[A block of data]
══════════

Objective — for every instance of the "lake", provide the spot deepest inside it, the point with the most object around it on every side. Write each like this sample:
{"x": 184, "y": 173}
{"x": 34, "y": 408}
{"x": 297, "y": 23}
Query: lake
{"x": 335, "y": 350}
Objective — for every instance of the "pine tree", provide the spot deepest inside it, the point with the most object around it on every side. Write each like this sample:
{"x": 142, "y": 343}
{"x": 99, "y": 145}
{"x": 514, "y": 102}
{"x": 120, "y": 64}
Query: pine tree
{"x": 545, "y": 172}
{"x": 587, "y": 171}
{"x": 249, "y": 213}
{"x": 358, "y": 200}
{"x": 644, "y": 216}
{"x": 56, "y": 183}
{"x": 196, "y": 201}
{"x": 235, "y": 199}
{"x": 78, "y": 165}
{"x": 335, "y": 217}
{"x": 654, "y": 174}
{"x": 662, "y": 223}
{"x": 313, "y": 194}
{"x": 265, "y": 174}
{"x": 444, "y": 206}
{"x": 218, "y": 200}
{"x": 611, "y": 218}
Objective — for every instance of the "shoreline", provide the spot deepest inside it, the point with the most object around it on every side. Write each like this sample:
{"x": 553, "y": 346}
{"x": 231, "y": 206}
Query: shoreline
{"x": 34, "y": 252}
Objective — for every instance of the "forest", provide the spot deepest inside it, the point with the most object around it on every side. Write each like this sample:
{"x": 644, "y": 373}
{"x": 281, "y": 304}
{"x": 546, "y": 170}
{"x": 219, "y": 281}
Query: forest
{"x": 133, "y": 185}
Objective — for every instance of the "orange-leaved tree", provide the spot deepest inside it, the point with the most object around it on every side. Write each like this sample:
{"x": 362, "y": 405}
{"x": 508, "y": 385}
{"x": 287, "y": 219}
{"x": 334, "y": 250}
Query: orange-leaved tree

══════════

**TASK**
Repeat the preceding lines exactly, please, every one of them.

**OUTPUT OF THE TASK**
Objective — for every instance of the "lake", provide the spot deepest inside it, the point with the most object around it on every side. Write each like this sample:
{"x": 184, "y": 173}
{"x": 34, "y": 408}
{"x": 297, "y": 23}
Query: lake
{"x": 335, "y": 350}
Objective — for every instance of the "pine tree", provide the spot deepest inside it, the point with the most object around it on every side. Write each like this sample:
{"x": 142, "y": 343}
{"x": 99, "y": 145}
{"x": 514, "y": 102}
{"x": 120, "y": 64}
Query: pine tree
{"x": 545, "y": 172}
{"x": 587, "y": 171}
{"x": 249, "y": 213}
{"x": 358, "y": 200}
{"x": 644, "y": 216}
{"x": 56, "y": 183}
{"x": 196, "y": 201}
{"x": 235, "y": 199}
{"x": 78, "y": 165}
{"x": 335, "y": 217}
{"x": 654, "y": 174}
{"x": 662, "y": 223}
{"x": 313, "y": 194}
{"x": 265, "y": 174}
{"x": 444, "y": 206}
{"x": 218, "y": 200}
{"x": 611, "y": 218}
Objective — for every instance of the "shoreline", provide the spot deepest inside it, the point with the most object around it on every side. Write each like this sample:
{"x": 553, "y": 346}
{"x": 231, "y": 206}
Query: shoreline
{"x": 34, "y": 252}
Objective — for every instance of the "forest", provide the spot deepest inside it, the point with the most object around it on every side. Write each like this sample:
{"x": 644, "y": 373}
{"x": 281, "y": 304}
{"x": 546, "y": 170}
{"x": 219, "y": 281}
Query: forest
{"x": 133, "y": 185}
Objective — for every instance of the "orange-leaved tree", provide the spot deepest inside it, the point with the most object around it on every side. Write each like this sample:
{"x": 362, "y": 405}
{"x": 508, "y": 385}
{"x": 287, "y": 219}
{"x": 334, "y": 250}
Query: orange-leaved tree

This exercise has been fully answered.